Start Quoted passage
Fredericton — In a last-ditch effort to prevent freezing their butts off in the St. John River, the UNB men’s swim team has an unconventional plan to save the Sir Max Aitken Pool.
“I don’t know exactly what they’re planning, but I admire their commitment,” said university president Eddy Campbell. “I’m afraid that there just isn’t that much they can do, unless they have a plan for keeping it filled, maintained and regularly cleaned.”
“We’re going to piss in it,” said team captain Brian LaForge, excitedly. “Every week, we’re going to drain the pool, then fill it up again with our pee.”
LaForge explained that, as a kid, he was a big fan of the Discovery Channel program Man vs. Wild, and he learned from that show that urine is “totally sterile” and therefore “doesn’t even need to be cleaned.”
End Quoted passage
Start Data provided
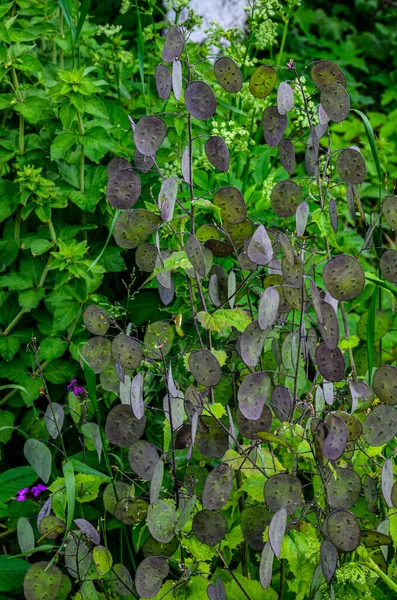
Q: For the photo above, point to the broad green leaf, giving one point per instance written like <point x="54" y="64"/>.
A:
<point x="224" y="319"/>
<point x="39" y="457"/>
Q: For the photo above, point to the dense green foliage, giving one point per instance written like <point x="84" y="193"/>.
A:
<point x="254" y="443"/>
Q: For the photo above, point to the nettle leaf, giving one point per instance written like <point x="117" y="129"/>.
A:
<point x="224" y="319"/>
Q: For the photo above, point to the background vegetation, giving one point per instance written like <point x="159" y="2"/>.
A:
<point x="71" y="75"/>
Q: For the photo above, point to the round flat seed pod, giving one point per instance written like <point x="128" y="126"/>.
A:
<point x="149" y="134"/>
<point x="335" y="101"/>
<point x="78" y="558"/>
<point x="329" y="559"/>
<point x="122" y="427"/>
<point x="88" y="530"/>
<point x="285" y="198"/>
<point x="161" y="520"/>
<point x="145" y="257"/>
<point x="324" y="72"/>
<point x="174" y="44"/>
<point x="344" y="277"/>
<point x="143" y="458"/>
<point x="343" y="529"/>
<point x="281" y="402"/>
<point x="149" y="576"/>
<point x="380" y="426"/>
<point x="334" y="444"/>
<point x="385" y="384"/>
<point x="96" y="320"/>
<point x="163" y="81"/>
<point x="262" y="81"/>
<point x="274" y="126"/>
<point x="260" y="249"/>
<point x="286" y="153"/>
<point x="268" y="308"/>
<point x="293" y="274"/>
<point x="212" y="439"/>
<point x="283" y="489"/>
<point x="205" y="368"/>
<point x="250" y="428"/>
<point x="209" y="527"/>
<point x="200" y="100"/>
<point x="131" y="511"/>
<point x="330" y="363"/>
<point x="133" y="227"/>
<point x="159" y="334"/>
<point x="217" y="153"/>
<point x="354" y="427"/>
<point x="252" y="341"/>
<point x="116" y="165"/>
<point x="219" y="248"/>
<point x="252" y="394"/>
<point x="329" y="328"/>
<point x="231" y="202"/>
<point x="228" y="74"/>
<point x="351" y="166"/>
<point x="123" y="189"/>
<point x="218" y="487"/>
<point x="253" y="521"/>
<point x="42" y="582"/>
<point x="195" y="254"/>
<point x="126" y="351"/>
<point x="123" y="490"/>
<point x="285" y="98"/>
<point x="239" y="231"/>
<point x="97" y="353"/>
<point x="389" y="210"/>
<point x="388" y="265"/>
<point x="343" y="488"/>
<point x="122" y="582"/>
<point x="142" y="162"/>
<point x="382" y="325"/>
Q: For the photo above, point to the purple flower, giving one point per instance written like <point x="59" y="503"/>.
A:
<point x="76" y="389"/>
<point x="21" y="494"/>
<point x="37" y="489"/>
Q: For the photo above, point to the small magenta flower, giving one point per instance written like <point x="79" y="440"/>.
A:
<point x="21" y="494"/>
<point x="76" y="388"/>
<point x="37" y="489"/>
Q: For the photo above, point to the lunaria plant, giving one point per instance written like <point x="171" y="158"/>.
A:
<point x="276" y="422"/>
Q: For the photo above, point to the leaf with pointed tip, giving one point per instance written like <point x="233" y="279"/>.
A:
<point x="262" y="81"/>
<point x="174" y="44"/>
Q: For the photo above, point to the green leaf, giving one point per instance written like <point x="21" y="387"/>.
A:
End Data provided
Start Data provided
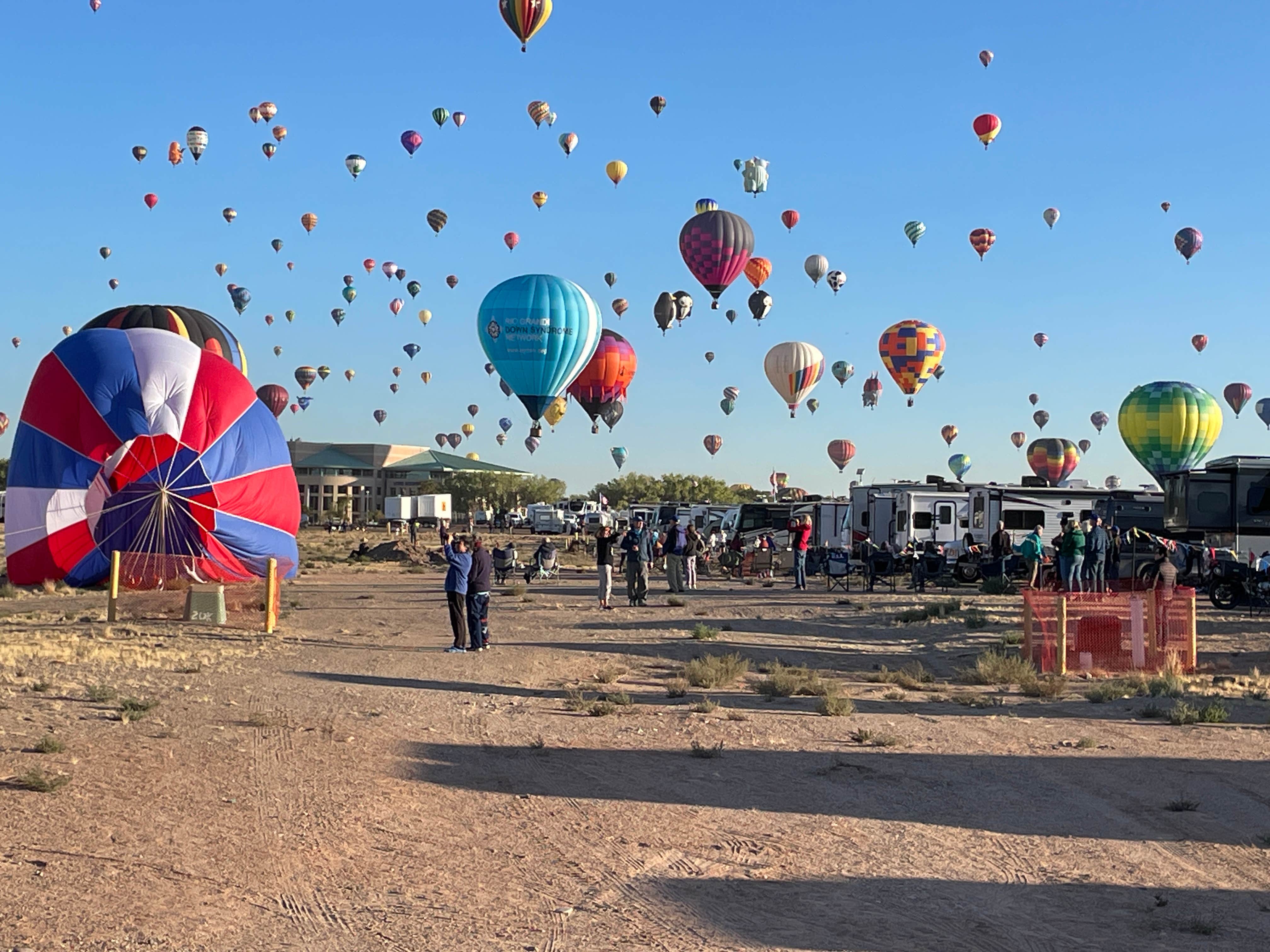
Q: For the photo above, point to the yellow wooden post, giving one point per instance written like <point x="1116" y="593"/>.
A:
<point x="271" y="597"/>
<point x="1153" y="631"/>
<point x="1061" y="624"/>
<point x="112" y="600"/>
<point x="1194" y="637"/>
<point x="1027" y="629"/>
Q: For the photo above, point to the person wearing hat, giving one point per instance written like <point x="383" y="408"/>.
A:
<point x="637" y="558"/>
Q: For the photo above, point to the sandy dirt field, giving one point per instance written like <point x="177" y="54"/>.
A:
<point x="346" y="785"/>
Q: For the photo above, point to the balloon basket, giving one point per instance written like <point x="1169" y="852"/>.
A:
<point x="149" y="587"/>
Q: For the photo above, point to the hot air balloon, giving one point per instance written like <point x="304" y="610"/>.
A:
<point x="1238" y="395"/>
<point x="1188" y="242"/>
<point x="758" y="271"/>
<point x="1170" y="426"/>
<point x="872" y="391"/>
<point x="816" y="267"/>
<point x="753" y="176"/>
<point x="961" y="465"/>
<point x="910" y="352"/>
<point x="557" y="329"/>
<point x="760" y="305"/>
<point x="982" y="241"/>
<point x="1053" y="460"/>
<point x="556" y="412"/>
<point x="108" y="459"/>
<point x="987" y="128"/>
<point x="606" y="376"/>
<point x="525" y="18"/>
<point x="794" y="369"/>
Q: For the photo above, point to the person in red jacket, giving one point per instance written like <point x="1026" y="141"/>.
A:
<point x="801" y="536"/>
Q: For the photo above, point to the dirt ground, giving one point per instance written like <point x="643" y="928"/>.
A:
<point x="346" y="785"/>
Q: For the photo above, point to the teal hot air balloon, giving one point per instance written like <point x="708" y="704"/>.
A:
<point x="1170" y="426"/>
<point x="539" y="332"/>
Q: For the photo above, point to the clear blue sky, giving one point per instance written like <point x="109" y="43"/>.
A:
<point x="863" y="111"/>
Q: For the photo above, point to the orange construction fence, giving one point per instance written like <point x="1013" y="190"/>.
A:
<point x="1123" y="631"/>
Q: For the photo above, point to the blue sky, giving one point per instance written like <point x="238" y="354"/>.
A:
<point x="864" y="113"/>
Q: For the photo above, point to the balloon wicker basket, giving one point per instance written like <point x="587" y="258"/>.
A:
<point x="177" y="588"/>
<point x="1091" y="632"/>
End Data provided
#### [Exercise set]
a. The news story about the swim team's pool plan quotes the university president on what the team would need a plan for. List each of those things.
b. Extend the news story about the swim team's pool plan, starting after its last sentence.

#### [The responses]
a.
keeping it filled
maintained
regularly cleaned

b.
“It’s foolproof! I had all the boys pledge to hold it in all week, every week until it comes time to go ahead and let ‘er rip into the pool. We’re going to have so much backed-up wiz it’s going to come shooting out like a goddamn fire hose!” he said, flamboyantly waving a textbook that was almost certainly not about human anatomy.
While the team has promised to double-up on their alcohol consumption during the week, LaForge remains concerned that it won’t be enough, and has begun printing posters reading, “Don’t Pee for Nothing, Piss for This” in hopes of attracting volunteers.
“I’m just proud as hell,” said coach Marvin Cross, who was smiling widely. “Unlike most varsity sports teams, our boys are out there using their little wieners for good.”
The first official pool filling is expected to take place later this month, pending the university’s approval, which is unlikely.
“You guys have, like, funny titles and stuff, right?” said LaForge, towards the end of his interview. “You should call this one something like ‘UNB’s number one swim team goes for gold.’ That’d be hilarious.”
His request was politely denied.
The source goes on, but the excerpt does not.